# Flocked Head Protection



## gonehunting (May 14, 2005)

Any good products for covering bigfoot flocked heads while in transport. I have about four dozen. I usually take all heads off but the feeders. I wish bigfoot made the same "twist and turn style head" for the feeders. Anyway I want to find a product that will save my flocking. Also I need one dozen shells to complete my spread. Go with FFD or just flocked heads? I am going to go with a stackable brand to save room.


----------



## whitehorse (Jan 28, 2008)

we dont' do anything to protect em, worst case, buy a flockin kit for 25 bucks and to touch up, the kits go a lonnnng ways... plus, i garantee any head sock will end up costing way more than that to protect them, and do a "fair" at best job at protecting them

about the shells, I have the oversized, non ffd's, and don't have a problem killing anything... they look really nice, and they stack very well... only thing I don't like is the heads take up a bag of their own, but it's still less than like 4 full bodies for sure


----------



## NDTerminator (Aug 20, 2003)

DATA ROWS:

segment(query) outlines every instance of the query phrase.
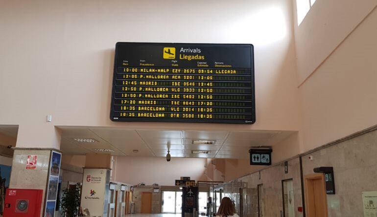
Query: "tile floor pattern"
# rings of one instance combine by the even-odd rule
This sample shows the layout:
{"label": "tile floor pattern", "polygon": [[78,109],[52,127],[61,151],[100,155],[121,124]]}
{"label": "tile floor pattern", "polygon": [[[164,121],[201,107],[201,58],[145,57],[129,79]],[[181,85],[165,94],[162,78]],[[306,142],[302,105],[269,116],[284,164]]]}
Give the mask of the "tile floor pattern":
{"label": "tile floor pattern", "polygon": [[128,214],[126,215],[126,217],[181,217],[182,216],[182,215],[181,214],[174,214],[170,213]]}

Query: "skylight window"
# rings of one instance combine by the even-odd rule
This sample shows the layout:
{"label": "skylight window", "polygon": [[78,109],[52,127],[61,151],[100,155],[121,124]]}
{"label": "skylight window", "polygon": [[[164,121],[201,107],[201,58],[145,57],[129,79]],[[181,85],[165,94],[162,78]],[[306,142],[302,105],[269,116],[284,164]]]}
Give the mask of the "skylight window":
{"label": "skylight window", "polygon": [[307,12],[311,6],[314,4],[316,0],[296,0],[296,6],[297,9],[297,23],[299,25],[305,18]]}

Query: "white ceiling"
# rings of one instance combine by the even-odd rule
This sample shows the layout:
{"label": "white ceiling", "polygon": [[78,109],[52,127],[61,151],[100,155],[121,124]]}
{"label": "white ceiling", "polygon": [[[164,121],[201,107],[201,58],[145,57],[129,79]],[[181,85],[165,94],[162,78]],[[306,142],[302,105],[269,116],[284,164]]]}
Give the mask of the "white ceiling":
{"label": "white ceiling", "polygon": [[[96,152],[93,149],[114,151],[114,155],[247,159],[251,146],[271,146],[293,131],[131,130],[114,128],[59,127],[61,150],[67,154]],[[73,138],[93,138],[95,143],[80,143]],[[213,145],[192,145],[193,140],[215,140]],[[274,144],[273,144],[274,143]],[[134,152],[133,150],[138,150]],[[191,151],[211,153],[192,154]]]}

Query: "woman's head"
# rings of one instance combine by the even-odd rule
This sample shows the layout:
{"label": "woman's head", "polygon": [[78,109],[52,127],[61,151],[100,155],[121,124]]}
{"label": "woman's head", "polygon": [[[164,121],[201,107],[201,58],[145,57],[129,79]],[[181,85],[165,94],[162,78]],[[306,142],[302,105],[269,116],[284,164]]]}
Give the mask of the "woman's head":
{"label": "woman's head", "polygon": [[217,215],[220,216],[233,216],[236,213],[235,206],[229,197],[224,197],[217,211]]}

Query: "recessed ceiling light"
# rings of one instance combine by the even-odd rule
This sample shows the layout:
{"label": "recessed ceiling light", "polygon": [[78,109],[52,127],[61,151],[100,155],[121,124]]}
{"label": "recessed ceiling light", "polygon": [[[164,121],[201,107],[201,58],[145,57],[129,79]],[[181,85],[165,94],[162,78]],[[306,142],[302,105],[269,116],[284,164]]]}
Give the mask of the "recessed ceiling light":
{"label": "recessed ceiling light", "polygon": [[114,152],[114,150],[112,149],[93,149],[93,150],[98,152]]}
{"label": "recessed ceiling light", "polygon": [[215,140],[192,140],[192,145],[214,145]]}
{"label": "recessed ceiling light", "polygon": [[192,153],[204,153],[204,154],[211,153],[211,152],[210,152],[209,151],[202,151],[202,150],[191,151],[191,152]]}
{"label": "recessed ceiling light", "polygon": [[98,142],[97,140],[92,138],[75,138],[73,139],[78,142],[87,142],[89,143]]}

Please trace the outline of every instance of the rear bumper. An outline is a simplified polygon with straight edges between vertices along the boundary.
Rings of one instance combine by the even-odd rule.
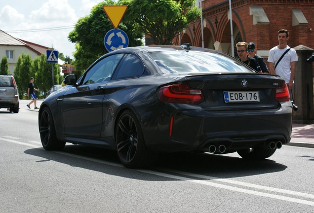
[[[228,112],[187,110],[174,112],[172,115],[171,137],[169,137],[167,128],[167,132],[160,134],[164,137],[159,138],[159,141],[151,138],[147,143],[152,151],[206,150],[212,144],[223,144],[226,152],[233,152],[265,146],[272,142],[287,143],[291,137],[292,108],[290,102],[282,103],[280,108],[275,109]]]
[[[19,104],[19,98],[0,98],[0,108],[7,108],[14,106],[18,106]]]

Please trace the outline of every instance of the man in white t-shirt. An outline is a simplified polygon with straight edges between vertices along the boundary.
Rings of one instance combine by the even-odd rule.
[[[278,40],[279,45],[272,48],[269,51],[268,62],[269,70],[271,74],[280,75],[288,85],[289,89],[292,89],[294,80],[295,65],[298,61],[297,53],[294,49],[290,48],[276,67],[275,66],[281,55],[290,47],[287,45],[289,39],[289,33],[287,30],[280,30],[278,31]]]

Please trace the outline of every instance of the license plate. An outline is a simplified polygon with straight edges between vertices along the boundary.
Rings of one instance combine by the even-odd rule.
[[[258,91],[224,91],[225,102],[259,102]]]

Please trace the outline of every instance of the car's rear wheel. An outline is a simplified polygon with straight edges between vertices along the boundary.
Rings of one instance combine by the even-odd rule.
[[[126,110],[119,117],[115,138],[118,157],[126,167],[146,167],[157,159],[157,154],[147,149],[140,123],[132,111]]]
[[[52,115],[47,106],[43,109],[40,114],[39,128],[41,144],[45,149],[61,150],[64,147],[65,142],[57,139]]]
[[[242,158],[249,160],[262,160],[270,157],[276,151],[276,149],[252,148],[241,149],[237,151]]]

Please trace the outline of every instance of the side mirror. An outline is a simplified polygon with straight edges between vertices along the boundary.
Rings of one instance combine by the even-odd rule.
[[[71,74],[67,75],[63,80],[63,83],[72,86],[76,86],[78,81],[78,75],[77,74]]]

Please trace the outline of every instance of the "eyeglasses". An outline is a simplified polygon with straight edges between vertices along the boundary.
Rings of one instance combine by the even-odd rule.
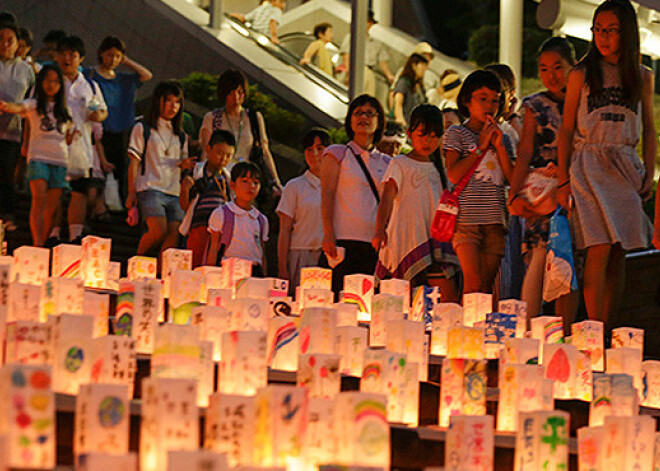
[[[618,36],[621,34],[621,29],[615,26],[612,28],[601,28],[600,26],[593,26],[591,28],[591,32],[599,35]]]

REQUIREMENT: Pick up the forum thread on protecting flocked decoy heads and carry it on from the point where it stops. The items above stand apart from the forum thread on flocked decoy heads.

THE ANSWER:
I use old tiube socks....


----------



## gonehunting (May 14, 2005)

Are the GHG replacement bigfoot heads just as good as the ones you can order off the Bigfoot website? I'm not too impressed with some of the stuff I've been reading about the Avery FFD goose decoys.


----------



## shooteminthelips (Jun 13, 2007)

You can get a 12 pack of black tube socks at Walmart for $4.


----------



## bjn (Jul 17, 2003)

I'm sure I'll get blasted again for saying something bad about the almighty Avery decoys, but I had poor luck with the replacement flocked heads made by Avery for Bigfoots. I have now thrown away over half that I bought a couple of seasons ago. The feeders crack up the back seam and the originals crack on the twist on portion. And yes, I do have many Avery products that I like, just not these.


----------



## NDTerminator (Aug 20, 2003)

Avery decoys & heads are not even close to the quality of BF, HC, Dakotas, or Smiths. I know because I too fell for the "you can buy 6 Averys with flocked heads for the price of 3-4 of the other guy's" marketing ploy. Now a few years down the road, it's painfully clear that I would have been money a head to buy the higher quality stuff. I'm in the process of correcting that mistake.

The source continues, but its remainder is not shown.